However, particularly in UXOs, there is usually a quantity of metal – steel, brass or aluminium – that remains at the end of the disposal process. This residual amount, which can be up to 60 per cent of the total weight of the explosive, will be recycled.
With military explosives and UXOs, the disposal procedure is slightly different. “There you would place a countermining charge or a secondary charge next to the item that you want to dispose of”, says Welch. “So if I had a nine-inch shell I wanted to get rid of I’d detonate that small charge and that would in effect cause the larger item to detonate itself.
“Clearly if you’ve got a fairly built up area that’s more challenging, so there are certain things that you can do. You can use more sandbags, or you can get approval to relocate the item, which requires significant liaison with the HSE and the police.”
Needless to say, both Ramora UK and EOD Contracts supply significant training to their workforce. “All our guys come from military backgrounds”, explains Bevan. “Often they’ve had some operational experience. But we also do our own training – we’re a City and Guilds training centre. I can take a building site worker for a day and give him some awareness so if he came across something and recognised it as ammunition he’d know the first steps to take to make himself and the site safe – i.e. to evacuate and make a phone call.”

EXCERPTED RECORDS:
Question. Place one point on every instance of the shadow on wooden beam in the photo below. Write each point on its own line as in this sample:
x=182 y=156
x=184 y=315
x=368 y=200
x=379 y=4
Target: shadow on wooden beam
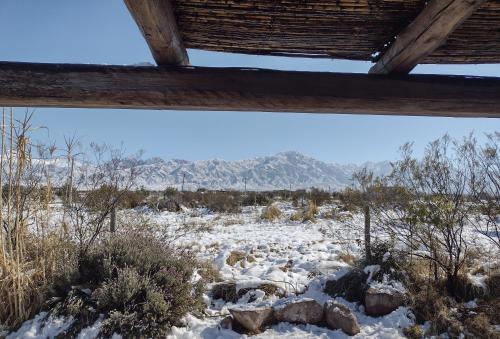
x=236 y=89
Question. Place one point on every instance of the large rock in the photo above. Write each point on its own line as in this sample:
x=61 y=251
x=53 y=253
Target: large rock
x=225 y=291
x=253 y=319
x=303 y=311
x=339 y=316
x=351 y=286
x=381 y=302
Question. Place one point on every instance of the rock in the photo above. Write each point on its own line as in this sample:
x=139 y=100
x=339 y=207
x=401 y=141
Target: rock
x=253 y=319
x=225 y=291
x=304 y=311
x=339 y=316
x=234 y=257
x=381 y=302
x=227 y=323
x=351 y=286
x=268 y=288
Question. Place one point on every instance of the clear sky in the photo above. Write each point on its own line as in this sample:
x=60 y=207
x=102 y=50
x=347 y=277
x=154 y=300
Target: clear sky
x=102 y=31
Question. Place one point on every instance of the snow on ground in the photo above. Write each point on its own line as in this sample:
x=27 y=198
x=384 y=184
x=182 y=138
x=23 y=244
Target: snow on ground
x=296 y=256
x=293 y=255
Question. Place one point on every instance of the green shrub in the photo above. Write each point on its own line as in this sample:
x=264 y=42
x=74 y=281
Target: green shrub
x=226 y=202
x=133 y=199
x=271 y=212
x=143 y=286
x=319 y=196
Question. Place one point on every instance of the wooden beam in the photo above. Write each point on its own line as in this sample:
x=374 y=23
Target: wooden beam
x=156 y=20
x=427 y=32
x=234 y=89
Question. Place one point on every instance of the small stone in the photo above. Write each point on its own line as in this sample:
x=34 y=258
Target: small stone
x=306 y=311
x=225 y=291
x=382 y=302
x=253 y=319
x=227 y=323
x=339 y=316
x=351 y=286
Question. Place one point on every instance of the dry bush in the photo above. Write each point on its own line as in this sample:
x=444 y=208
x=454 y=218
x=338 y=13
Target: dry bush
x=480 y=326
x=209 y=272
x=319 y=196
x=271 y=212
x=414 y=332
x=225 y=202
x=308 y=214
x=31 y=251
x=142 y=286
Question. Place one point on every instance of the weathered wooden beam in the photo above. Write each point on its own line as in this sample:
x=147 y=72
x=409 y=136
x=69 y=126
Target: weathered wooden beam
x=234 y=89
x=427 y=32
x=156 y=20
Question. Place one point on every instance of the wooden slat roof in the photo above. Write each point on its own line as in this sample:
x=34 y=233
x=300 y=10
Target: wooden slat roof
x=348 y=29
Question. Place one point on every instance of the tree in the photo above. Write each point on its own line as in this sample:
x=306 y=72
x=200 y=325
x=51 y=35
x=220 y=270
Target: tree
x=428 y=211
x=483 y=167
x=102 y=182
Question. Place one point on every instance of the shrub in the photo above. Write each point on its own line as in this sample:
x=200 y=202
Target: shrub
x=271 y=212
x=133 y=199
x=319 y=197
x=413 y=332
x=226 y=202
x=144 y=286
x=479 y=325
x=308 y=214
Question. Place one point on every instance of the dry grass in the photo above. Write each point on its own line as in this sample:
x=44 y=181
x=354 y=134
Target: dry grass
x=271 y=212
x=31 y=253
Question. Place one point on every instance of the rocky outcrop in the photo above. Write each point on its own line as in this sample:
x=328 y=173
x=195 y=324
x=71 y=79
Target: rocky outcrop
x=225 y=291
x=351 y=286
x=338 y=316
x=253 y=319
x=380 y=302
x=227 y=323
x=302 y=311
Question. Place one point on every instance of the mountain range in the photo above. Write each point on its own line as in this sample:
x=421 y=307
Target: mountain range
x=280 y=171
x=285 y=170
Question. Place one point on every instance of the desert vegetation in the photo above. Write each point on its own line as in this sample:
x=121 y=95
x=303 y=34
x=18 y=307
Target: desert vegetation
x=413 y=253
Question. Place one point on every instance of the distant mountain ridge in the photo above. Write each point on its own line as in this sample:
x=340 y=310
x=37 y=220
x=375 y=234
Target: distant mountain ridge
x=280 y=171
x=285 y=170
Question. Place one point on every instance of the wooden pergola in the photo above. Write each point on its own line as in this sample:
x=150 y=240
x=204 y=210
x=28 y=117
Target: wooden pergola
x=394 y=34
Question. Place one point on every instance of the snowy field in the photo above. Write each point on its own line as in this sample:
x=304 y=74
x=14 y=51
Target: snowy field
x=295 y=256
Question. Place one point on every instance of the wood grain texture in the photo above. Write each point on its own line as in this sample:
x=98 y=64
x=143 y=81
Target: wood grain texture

APPLY WHAT YOU READ:
- 1) According to the passage on explosives disposal, residual metal can make up what share of an explosive's total weight?
- 2) Continue the passage on explosives disposal from its final sentence.

ANSWERS TO THIS EXERCISE:
- 1) Up to 60 per cent.

- 2)
A large percentage of the work for Ramora UK and EOD Contracts is outside the UK, where attitudes to explosives can be more blasé and regulation is non-existent. “We were working in Egypt one time and there was a stores dump”, says Bevan. “It contained time-expired UXOs and they’re sitting in the sun, which is obviously not a good way to be. In the UK things that are time-expired are destroyed or disposed of in a professional manner. But you get foreign armies who think, ‘We don’t need this anymore’, and just put it in a stores area and leave it.”
Yet back in the UK despite the increase in domestic workload for firms like Ramora UK and EOD Contracts, it is surprisingly difficult to track down legislation controlling the disposal of explosives, either at national or EU level. One government department actually told us the subject was ‘very obscure’, but pursuing the matter, we managed to get some clarification from the Ministry of Defence (MoD): “The HSE licence the storage and processing elements and the EA cover pollution control/waste incineration permits, etc”, a spokesman says, adding: “Some examples (there are many) of relevant UK/EU legislation are as follows: Manufacture and Storage of Explosive Regulations Act 2005; Control of Explosives Regulations 1991; H&SW Act 1974; Pollution Preventative and Control Regs (EU IPPC Directive); Waste Incineration Regs (EU/2000/76/EC – Waste Incineration Directive).”
Nevertheless, room for improvement remains. “There is no legislation, no guidance, and there is very little in the way of coordination”, complains Welch. “What needs to happen is that standards need to be set, monitored and policed by some form of government body and I think the HSE are probably the ones to do it. They’re certainly looking at and have started to develop some best practice guidelines.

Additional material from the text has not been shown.